### What needs to be done
Take the entries below and print all of them exactly, please.

Excerpts of location labeling data
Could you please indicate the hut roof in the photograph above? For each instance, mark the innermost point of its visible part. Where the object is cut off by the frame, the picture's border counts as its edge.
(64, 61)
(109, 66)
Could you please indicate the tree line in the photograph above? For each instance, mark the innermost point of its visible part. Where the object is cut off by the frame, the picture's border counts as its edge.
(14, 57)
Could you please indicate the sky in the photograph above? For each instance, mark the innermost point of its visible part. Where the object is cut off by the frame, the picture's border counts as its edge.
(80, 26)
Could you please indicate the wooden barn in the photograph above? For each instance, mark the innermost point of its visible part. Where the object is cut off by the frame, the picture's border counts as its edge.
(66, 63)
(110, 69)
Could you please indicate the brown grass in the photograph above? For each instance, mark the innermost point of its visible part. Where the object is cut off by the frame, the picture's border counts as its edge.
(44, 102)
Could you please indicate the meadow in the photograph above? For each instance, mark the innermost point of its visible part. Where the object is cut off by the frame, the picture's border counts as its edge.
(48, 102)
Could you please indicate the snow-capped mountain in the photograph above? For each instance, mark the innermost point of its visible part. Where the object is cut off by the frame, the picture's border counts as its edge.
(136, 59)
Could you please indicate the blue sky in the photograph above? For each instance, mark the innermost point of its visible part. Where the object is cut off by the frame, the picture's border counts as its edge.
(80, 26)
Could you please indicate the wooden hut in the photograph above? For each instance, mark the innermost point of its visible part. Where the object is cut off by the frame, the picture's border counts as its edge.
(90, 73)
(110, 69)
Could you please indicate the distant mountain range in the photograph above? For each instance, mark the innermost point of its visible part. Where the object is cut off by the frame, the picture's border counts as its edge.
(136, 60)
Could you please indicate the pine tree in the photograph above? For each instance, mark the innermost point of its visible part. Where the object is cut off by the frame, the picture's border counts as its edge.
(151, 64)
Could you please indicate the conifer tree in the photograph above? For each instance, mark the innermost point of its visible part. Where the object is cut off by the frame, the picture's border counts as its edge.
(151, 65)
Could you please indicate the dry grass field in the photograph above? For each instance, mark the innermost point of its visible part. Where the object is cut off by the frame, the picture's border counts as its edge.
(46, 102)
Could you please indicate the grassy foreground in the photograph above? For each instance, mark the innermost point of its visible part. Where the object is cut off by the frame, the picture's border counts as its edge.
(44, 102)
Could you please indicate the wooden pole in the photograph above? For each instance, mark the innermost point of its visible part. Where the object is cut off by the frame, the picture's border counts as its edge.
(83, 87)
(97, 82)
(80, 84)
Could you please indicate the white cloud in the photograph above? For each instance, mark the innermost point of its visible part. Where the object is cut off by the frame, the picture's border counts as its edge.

### Finished exercise
Could you please indicate the hut roof in the photograph above? For each instance, mark the innermost point of its visible part. Where the object is cut off by the frame, the picture's border counts as its edge.
(64, 61)
(109, 66)
Could you please indicate the tree line in the photograph above? For each instance, mark the innermost point of its visible part. Where the object is cut off by the frame, the picture's border counts as its edge.
(14, 57)
Could you please indicate the sky in the photograph above? For each instance, mark the innermost point of its visible part. Where the object is cut off by the frame, the picture's border counts as its edge.
(80, 26)
Could you please indicate the wooden barn in the photograph above? For each instance, mark the innermost point of its visible part. Where the object is cut off by the frame, the picture's border counts as its edge.
(66, 63)
(110, 69)
Could you please indicate the brown grass in the photograph above? For each instance, mark the innermost point of its visible part. Where the object is cut off by the frame, the picture's border counts as its edge.
(44, 102)
Could you please indicate the meadow in the photograph above? For each instance, mark the innermost point of its visible part. Where the object is cut off by the frame, the picture's border counts as its edge.
(48, 102)
Could you please indicate the snow-capped mountain in the photograph above? For each instance, mark the innermost point of its visible part. Where the object is cut off by the frame, the picture's border counts as its edge.
(136, 59)
Could you please indicate the blue sky in the photograph above? For each instance, mark the innermost point of its visible part. Where the object is cut off by the frame, the picture's border counts as its edge.
(80, 26)
Could you please indicate the wooden hut in the photograph above? For each instance, mark the innermost point of its visible part. Where the object is cut off by the frame, the picture's border counts as its edge.
(90, 73)
(110, 69)
Could you please indicate the distant mountain range in the photograph above? For each instance, mark the innermost point of its visible part. Where the object is cut off by the frame, the picture's border counts as its edge.
(136, 60)
Could you please indicate the pine tree in the photograph above? For each instance, mark the innermost point of its visible part. Where the object is cut off by the frame, the picture's border counts as its edge.
(151, 64)
Could you please indicate the conifer tree in the photograph above? For each instance, mark the innermost point of its visible part. Where the object is cut off by the frame, the picture's border counts as its edge.
(151, 65)
Could you please indicate the dry grass field in the photograph above? For each instance, mark the innermost point of its visible part. Where the object is cut off by the frame, the picture's border counts as its edge.
(46, 102)
Could you please indicate the grassy foreground in the photograph above? For each instance, mark the innermost point of its visible part. Where the object is cut off by the frame, the picture's border counts as its edge.
(44, 102)
Could you please indicate the wooden pole in the photograph above? For each instance, mark the innermost point of its visible part. Where the object is cut off by the frame, the picture's border counts as its edge.
(83, 87)
(97, 82)
(80, 84)
Could you please indicate the white cloud in the photograph above? For each instance, mark the innermost point of its visible part. Where the object is cut off by the frame, the picture's border counts as its edge.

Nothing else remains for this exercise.